== ISTRUZIONI ==
1) Rispondi a queste domande sul testo scelto:
(a) In quale località si è consumato il dramma?
(b) Quale autore dell'antica Grecia viene citato come esempio?
(c) Attraverso che cosa si costruisce la persona violenta?
2) Filtra le voci e copia ogni riga che contiene la stringa "tile".

### TESTO SCELTO ###

Il dramma consumato a Colleferro con la tragica morte del giovane ventunenne Willy Monteiro, massacrato di botte sabato scorso dal branco fa rabbrividire e inorridire le coscienze piú sensibili. La crudeltà del branco, la furia devastatrice esplosa nelle tenebre ha annientato la bontà e la tenerezza racchiusa nel sorriso del giovane Willy ed espressa nelle sue immagini.
Lo sfregio inferto alla sua anima, prima ancora che al suo corpo, è una cicatrice che l’intera comunità si porterà dietro e dalla quale dovrebbe, anzi dovremmo, trarre tutti le dovute lezioni di vita.
Abbiamo sentito, ascoltato commenti vari sul perché tanta violenza, tanta crudeltà si manifesti nella società cosiddetta civile; da dove nasce tanta spietatezze , come si alimenta la disumanità e cosa bisognerebbe fare affinché il corpo venga rispettato e non trasformato in mero strumento di guerra, di potenza “soma” senza psiche.
Già nell’antica Grecia ( per esempio in Omero) si differenziava il significato di “soma” che significa “cadavere”, dalla “psyche” spettro incorporeo, il fantasma.
Il corpo è materia, mentre l’anima partecipa al piano delle idee e nella fattispecie all’idea della vita. L’anima è pertanto superiore al corpo. Le pulsioni negative se non controllate dal pensiero, se non represse dai freni inibitori creano conflitti e generano disastri. Un’anima che non risulta collegata alla corporeità è “cadavere” , destinata a proiettare sofferenze verso l’altro e verso la comunità in cui appartiene.
La persona violenta non nasce per caso. Si costruisce attraverso l’intelletto, attraverso l’appartenenza al gruppo e alla comunità.

### VOCI DEL DATASET ###

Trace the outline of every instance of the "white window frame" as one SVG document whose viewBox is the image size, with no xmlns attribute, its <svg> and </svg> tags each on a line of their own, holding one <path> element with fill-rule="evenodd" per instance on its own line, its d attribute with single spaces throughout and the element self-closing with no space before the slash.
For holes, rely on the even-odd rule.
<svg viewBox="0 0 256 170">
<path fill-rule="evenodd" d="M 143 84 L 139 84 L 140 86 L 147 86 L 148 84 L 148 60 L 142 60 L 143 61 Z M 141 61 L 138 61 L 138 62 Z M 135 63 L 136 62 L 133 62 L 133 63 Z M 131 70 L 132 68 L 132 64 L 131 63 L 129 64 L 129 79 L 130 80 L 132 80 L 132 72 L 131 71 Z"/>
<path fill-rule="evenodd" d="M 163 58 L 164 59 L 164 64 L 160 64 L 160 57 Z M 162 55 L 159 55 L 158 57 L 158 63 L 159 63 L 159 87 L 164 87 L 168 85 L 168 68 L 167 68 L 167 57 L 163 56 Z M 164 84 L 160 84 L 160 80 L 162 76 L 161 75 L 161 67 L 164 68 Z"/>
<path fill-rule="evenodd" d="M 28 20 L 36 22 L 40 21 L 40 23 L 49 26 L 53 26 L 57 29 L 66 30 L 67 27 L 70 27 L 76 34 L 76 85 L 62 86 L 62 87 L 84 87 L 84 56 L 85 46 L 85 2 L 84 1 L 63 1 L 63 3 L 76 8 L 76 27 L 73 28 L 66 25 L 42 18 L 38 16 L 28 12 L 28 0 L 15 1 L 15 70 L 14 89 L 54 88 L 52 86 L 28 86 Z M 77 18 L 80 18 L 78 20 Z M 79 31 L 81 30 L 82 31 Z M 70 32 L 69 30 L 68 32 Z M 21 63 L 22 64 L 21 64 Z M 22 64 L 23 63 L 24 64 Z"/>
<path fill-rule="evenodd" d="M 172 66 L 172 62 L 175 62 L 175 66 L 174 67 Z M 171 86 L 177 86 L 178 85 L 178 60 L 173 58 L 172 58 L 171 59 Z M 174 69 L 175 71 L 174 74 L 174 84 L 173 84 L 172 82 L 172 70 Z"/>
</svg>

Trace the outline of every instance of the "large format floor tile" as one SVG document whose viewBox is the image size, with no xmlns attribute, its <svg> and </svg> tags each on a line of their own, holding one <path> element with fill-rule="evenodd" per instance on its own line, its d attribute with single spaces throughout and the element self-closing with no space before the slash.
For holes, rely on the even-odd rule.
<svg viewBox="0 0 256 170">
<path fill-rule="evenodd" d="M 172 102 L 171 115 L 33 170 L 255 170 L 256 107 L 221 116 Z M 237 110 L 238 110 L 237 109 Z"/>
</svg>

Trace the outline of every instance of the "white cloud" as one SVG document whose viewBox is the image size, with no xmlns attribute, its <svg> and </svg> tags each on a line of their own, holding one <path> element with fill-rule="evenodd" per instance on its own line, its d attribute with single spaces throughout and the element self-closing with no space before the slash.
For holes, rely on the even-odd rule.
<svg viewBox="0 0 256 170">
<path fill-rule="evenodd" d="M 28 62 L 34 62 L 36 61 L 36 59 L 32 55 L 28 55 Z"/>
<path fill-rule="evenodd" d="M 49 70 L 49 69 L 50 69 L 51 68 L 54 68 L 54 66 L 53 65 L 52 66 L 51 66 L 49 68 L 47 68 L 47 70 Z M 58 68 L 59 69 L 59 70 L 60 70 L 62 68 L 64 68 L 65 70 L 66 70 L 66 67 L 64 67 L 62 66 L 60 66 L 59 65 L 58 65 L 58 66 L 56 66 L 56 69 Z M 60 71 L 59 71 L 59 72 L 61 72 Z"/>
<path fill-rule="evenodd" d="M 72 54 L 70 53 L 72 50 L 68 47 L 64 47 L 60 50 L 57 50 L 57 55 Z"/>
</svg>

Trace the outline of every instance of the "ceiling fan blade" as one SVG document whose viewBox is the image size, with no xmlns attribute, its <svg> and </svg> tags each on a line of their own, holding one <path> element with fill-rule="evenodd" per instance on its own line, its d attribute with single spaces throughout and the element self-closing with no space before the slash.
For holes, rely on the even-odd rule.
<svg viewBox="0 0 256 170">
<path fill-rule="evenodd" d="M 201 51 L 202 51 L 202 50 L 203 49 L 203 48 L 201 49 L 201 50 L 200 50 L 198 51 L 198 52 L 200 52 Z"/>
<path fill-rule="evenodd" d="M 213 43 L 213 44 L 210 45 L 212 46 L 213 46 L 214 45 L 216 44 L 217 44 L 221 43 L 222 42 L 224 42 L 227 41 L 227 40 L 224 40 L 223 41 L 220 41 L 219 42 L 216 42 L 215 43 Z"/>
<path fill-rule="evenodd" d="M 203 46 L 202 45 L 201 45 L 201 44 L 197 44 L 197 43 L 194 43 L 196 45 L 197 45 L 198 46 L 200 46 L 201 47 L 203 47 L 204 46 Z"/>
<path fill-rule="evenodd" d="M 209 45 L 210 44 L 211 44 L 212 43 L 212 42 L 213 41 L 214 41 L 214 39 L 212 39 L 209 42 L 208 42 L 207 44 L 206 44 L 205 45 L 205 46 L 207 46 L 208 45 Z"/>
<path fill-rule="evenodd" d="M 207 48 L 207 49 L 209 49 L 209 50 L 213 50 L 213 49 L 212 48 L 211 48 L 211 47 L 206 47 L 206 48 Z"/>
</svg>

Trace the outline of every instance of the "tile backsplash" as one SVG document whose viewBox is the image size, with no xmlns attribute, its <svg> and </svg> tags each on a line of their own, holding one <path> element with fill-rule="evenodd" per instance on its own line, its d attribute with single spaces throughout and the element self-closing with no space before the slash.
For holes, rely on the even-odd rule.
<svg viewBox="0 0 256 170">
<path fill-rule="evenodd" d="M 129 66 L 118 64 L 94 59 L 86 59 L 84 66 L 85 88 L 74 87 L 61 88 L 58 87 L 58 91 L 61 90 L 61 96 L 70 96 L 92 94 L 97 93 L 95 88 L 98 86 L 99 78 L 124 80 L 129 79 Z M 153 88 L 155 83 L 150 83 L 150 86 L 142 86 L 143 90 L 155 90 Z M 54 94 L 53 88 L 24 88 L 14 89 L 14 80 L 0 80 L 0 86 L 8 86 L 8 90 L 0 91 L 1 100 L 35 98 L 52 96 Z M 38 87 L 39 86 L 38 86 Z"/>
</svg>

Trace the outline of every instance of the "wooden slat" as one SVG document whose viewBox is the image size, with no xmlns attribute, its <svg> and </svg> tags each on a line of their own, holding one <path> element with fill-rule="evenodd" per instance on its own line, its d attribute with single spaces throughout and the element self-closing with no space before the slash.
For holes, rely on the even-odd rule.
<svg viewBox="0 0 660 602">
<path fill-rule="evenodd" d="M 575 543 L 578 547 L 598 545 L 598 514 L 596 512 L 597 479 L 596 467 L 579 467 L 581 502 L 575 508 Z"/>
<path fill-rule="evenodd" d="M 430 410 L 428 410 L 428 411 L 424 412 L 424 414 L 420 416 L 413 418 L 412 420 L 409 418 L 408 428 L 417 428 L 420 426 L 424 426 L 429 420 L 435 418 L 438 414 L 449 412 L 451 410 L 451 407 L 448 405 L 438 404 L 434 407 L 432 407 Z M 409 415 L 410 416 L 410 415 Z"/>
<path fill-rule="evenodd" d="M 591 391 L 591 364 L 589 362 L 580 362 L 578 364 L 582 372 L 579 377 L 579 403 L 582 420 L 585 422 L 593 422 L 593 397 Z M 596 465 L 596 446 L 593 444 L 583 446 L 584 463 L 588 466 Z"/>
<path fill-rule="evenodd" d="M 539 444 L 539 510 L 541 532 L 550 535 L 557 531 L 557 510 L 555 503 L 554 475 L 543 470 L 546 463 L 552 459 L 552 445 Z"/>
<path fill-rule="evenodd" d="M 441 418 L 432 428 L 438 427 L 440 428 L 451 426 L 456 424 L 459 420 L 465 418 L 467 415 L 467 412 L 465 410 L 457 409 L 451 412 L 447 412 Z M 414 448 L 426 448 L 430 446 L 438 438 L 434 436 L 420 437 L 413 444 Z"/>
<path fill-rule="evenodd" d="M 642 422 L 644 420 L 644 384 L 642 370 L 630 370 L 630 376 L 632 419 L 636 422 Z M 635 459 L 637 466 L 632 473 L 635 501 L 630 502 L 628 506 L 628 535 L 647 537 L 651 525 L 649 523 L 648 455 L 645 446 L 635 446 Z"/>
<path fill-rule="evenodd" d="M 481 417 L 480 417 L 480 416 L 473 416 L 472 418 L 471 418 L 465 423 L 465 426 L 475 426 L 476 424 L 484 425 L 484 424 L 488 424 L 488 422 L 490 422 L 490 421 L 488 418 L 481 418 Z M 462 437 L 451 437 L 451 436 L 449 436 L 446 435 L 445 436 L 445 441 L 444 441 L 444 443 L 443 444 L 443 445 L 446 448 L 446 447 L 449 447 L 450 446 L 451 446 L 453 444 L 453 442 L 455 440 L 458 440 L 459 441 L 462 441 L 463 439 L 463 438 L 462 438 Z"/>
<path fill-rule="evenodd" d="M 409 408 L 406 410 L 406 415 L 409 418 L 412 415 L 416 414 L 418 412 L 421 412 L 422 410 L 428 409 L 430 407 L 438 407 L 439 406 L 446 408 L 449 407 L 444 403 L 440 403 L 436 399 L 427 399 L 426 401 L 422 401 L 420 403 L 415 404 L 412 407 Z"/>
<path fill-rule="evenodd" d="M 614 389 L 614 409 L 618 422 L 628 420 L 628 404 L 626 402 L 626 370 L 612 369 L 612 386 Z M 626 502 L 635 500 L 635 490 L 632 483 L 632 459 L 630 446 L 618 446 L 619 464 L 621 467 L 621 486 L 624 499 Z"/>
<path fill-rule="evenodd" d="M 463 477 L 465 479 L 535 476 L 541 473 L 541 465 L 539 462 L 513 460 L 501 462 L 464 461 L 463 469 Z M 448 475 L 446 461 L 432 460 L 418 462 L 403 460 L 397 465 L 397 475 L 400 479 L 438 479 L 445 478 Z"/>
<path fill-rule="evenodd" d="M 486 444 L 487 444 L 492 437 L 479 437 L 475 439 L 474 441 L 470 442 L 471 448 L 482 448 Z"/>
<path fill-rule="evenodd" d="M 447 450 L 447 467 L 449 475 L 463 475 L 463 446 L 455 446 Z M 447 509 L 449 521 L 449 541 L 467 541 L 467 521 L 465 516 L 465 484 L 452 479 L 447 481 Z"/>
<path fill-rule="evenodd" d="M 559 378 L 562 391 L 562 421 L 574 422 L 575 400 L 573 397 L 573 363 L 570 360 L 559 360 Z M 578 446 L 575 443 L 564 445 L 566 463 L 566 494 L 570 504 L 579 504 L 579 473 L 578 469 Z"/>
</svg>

###

== SOLUZIONI COMPLETE ==
1)
(a) A Colleferro.
(b) Omero.
(c) Attraverso l'intelletto, l'appartenenza al gruppo e alla comunità.

2)
Trace the outline of every instance of the "large format floor tile" as one SVG document whose viewBox is the image size, with no xmlns attribute, its <svg> and </svg> tags each on a line of their own, holding one <path> element with fill-rule="evenodd" per instance on its own line, its d attribute with single spaces throughout and the element self-closing with no space before the slash.
Trace the outline of every instance of the "tile backsplash" as one SVG document whose viewBox is the image size, with no xmlns attribute, its <svg> and </svg> tags each on a line of their own, holding one <path> element with fill-rule="evenodd" per instance on its own line, its d attribute with single spaces throughout and the element self-closing with no space before the slash.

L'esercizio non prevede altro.